#### [Consignes]
[A] Modifiez le texte sur l’eau et les arbres en commençant à «En corrélation avec» et en terminant à «dessus des eaux.», avec «inlandsis» à la place de «glaciers».
[B] Traduisez en anglais la phrase suivante du texte sur l’eau et les arbres : «En moyenne, un arbre évapore 400 litres d’eau par jour, créant un refroidissement par évaporation.»

#### [Texte présenté]
++++++

En corrélation avec la chaleur croissante dans l’atmosphère terrestre et l’augmentation de la population mondiale, le manque d’eau est également un problème ; 97% de la teneur totale en eau est de l’eau salée et seulement 3%, de l’eau douce. Une grande partie de l’eau douce est gelée dans les glaciers et les calottes glaciaires (68,7%). Néanmoins, le problème n’est pas qu’il y a trop peu d’eau douce sur Terre, mais qu’elle n’est plus répartie uniformément. Sur les 120000km3 d’eau qui s’évaporent chaque année, se répartissant dans l’atmosphère tout au long du cycle de l’eau pour se transformer en pluie, 60% s’évaporent au dessus de la surface de l’eau. Une quantité considérable de 40% s’évapore sur la surface terrestre, dont 60 à 80% le sont par les arbres et la végétation et seulement 20 à 30% au dessus des eaux.

Cela montre clairement que les arbres jouent un rôle important dans la régulation de la température de l’atmosphère à la fois de la Terre et de l’eau. En moyenne, un arbre évapore 400 litres d’eau par jour, créant un refroidissement par évaporation. Par conséquent, un seul arbre mature effectue une quantité incroyable de travail, ce qui est comparable à la puissance de 9 climatiseurs fonctionnant pendant 24heures. En outre, il a été observé que lorsqu’il y a suffisamment de végétation, seulement 5 à 10% de la chaleur du Soleil réchauffe l’air et le sol. Dans ces endroits, les 80 à 90% restants sont utilisés pour la transpiration (évaporation de l’eau par les arbres et les plantes). En comparaison, dans les zones où la végétation est insuffisante, jusqu’à 90% de la chaleur est transférée dans l’air! À ce stade, le Dr. Hausmann Z’graggen a également évoqué le concept récent de «rivières volantes», qui décrit le phénomène mondial du transport de l’eau par les arbres et les plantes au-dessus des surfaces terrestres.

++++++

Entrées du jeu de données:
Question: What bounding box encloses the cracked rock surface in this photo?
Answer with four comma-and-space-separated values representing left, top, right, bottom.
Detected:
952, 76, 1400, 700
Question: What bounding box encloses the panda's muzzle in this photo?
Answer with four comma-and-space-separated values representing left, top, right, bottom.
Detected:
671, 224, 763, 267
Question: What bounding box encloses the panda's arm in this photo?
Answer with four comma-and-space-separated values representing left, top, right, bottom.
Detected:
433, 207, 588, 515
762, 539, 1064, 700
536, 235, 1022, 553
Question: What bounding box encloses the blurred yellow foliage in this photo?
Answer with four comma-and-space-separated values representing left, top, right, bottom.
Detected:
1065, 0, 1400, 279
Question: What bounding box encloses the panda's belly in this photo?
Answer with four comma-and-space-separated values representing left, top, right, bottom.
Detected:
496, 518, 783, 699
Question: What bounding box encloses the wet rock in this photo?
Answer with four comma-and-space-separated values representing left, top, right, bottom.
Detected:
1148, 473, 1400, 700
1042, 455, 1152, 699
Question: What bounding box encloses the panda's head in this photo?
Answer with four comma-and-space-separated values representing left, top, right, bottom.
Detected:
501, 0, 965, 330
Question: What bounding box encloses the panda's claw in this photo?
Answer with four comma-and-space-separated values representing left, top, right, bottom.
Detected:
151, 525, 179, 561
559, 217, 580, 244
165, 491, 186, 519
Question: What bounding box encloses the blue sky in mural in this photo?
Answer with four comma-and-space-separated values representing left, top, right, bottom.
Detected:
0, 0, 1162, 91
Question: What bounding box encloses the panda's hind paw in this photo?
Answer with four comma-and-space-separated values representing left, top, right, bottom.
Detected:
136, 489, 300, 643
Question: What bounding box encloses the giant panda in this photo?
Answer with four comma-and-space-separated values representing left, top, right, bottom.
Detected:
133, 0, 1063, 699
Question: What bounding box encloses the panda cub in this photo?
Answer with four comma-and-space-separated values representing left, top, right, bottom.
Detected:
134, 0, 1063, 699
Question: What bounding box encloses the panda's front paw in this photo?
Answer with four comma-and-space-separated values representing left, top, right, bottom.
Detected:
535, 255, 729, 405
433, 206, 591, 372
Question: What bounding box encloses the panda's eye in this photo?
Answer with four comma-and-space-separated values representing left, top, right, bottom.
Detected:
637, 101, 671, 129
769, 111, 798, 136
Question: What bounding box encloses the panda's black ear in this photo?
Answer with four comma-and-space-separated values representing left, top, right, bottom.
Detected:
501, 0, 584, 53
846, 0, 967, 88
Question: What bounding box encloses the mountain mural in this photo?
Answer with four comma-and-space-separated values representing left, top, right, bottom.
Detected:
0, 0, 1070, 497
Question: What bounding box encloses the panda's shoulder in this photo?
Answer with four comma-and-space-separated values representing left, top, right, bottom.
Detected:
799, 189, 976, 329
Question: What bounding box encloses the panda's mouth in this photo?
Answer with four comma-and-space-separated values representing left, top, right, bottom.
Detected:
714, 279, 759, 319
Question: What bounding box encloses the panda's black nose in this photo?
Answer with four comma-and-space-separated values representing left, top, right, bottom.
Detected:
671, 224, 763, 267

++++++

#### [Réponses]
[A]
En corrélation avec la chaleur croissante dans l’atmosphère terrestre et l’augmentation de la population mondiale, le manque d’eau est également un problème ; 97% de la teneur totale en eau est de l’eau salée et seulement 3%, de l’eau douce. Une grande partie de l’eau douce est gelée dans les inlandsis et les calottes glaciaires (68,7%). Néanmoins, le problème n’est pas qu’il y a trop peu d’eau douce sur Terre, mais qu’elle n’est plus répartie uniformément. Sur les 120000km3 d’eau qui s’évaporent chaque année, se répartissant dans l’atmosphère tout au long du cycle de l’eau pour se transformer en pluie, 60% s’évaporent au dessus de la surface de l’eau. Une quantité considérable de 40% s’évapore sur la surface terrestre, dont 60 à 80% le sont par les arbres et la végétation et seulement 20 à 30% au dessus des eaux.

[B] On average, a tree evaporates 400 liters of water per day, creating evaporative cooling.